Stated goal:
Return all of the data exactly as written, without the pictures.

Recorded information:

===

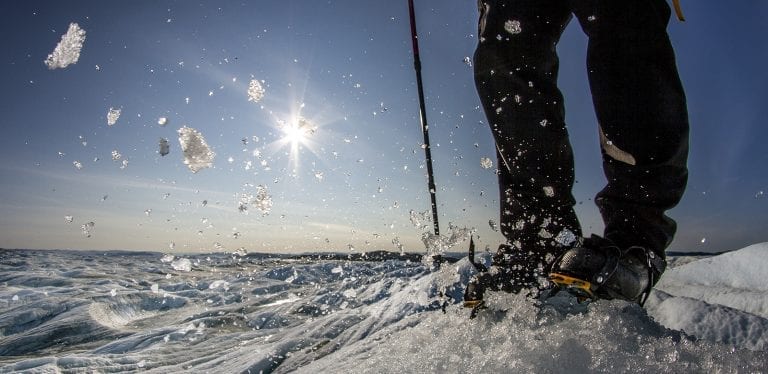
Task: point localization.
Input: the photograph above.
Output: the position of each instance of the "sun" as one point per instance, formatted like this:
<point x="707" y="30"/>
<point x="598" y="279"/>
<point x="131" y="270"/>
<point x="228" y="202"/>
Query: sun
<point x="297" y="134"/>
<point x="297" y="131"/>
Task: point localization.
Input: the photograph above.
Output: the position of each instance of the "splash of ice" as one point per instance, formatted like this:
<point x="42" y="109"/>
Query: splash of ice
<point x="182" y="264"/>
<point x="164" y="147"/>
<point x="486" y="163"/>
<point x="262" y="201"/>
<point x="420" y="220"/>
<point x="513" y="27"/>
<point x="439" y="244"/>
<point x="87" y="228"/>
<point x="255" y="91"/>
<point x="493" y="225"/>
<point x="113" y="115"/>
<point x="197" y="154"/>
<point x="67" y="52"/>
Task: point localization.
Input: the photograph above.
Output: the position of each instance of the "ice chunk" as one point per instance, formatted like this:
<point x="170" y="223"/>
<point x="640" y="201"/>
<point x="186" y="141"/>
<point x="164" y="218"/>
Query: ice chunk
<point x="87" y="228"/>
<point x="486" y="163"/>
<point x="113" y="115"/>
<point x="255" y="91"/>
<point x="182" y="264"/>
<point x="164" y="147"/>
<point x="67" y="52"/>
<point x="262" y="200"/>
<point x="197" y="154"/>
<point x="513" y="27"/>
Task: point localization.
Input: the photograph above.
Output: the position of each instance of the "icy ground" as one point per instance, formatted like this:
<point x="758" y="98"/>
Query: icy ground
<point x="70" y="311"/>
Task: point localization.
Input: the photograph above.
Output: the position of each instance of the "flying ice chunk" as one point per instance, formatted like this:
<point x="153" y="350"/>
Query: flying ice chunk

===

Answer to this task:
Task: point localization.
Input: the photograph above.
Output: the position of each instance of the "sun" as one point per instance, formatted like this:
<point x="707" y="30"/>
<point x="598" y="279"/>
<point x="131" y="270"/>
<point x="228" y="202"/>
Query: sun
<point x="297" y="134"/>
<point x="297" y="131"/>
Task: point localization.
Input: the photograph above.
Output: the position of each instance of the "splash of ice" as one point per instance, formatted like this:
<point x="42" y="109"/>
Query: splash of ice
<point x="182" y="264"/>
<point x="164" y="147"/>
<point x="486" y="163"/>
<point x="262" y="201"/>
<point x="420" y="220"/>
<point x="513" y="27"/>
<point x="439" y="244"/>
<point x="87" y="228"/>
<point x="255" y="91"/>
<point x="493" y="225"/>
<point x="113" y="115"/>
<point x="197" y="154"/>
<point x="67" y="52"/>
Task: point localization.
Input: the photograph above.
Output: the position of each instance of the "ice chunk" as one point per instance, formatted like this:
<point x="170" y="223"/>
<point x="640" y="201"/>
<point x="186" y="141"/>
<point x="164" y="218"/>
Query: ice chunk
<point x="87" y="228"/>
<point x="486" y="163"/>
<point x="113" y="115"/>
<point x="255" y="91"/>
<point x="182" y="264"/>
<point x="164" y="147"/>
<point x="67" y="52"/>
<point x="262" y="200"/>
<point x="197" y="154"/>
<point x="513" y="27"/>
Task: point localization.
Input: the photograph above.
Output: the position of each instance of the "icy ground" as one point per instance, formatted like this:
<point x="758" y="98"/>
Query: icy ground
<point x="70" y="311"/>
Task: point localization.
Input: the photograph above.
Output: the position of each instance of the "flying ice chunk" as one point per instance, formatted like this:
<point x="153" y="350"/>
Query: flying ice chunk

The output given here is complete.